> **Stated goal**
Reproduce verbatim the records below, from the line containing "ceiling fan in" through the end of the records, both ends included.

>>>>

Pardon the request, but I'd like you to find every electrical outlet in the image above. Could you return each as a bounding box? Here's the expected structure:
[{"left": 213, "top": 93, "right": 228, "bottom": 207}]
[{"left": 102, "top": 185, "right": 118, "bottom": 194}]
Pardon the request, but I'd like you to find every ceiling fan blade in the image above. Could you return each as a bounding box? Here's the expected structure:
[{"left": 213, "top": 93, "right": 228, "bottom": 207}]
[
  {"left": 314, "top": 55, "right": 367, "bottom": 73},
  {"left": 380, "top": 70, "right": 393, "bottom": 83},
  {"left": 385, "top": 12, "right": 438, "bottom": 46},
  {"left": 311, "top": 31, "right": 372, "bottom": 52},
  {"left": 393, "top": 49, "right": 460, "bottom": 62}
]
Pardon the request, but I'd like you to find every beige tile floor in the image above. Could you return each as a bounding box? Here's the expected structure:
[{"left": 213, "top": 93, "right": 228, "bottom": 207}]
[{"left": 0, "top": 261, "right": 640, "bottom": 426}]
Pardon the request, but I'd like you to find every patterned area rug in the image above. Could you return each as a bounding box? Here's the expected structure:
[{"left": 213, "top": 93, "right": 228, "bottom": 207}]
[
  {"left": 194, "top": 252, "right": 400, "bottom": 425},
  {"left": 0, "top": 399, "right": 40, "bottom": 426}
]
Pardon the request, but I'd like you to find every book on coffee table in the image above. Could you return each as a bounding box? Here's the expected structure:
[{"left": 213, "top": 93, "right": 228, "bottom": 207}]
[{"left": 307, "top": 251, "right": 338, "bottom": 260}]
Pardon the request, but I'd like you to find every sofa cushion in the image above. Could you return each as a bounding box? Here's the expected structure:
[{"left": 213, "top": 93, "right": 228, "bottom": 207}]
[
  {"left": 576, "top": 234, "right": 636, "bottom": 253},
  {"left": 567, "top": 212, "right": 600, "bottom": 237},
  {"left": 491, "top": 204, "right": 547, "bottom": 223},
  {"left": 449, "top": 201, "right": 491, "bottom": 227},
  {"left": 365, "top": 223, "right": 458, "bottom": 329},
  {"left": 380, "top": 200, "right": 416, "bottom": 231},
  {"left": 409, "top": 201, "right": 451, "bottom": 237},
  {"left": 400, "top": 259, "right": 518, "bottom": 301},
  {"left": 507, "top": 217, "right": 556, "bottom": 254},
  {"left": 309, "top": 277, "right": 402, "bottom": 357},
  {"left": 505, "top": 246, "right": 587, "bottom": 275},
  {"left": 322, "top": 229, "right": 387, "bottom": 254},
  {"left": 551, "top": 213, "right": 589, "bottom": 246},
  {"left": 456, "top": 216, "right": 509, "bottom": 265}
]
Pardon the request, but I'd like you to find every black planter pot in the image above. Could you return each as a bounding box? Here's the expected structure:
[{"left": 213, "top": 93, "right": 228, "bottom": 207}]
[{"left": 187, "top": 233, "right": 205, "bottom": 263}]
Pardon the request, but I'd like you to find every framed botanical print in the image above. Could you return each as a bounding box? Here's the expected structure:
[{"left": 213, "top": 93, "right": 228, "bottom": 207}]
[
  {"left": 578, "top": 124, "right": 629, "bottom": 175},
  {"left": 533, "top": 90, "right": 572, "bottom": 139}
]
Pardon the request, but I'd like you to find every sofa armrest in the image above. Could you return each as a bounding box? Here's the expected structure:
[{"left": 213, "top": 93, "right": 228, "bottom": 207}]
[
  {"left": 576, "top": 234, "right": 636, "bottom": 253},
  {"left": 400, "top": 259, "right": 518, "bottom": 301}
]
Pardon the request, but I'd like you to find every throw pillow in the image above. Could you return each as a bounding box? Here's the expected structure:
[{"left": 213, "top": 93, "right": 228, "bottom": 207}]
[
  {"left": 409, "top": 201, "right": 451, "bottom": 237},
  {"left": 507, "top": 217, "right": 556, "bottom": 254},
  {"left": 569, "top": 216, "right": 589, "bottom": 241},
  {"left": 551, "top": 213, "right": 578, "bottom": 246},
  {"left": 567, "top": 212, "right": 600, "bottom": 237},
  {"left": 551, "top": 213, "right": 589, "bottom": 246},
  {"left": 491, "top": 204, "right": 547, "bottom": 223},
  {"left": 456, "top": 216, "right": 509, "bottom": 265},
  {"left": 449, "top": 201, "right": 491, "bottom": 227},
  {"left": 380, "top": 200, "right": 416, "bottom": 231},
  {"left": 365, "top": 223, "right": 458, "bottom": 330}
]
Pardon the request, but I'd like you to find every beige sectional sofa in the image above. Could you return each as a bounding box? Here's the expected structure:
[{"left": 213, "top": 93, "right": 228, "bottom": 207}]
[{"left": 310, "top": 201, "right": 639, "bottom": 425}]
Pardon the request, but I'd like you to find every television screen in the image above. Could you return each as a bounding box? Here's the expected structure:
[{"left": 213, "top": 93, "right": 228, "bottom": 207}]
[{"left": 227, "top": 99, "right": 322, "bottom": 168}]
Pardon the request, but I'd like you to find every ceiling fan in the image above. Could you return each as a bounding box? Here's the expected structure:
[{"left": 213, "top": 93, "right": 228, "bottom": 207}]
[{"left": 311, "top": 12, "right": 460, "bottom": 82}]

<<<<

> **Correct output**
Pardon the request, but I'd like you to find every ceiling fan in the image above. Could you return each as a bounding box? Here's the expected structure:
[{"left": 213, "top": 93, "right": 228, "bottom": 207}]
[{"left": 311, "top": 12, "right": 460, "bottom": 82}]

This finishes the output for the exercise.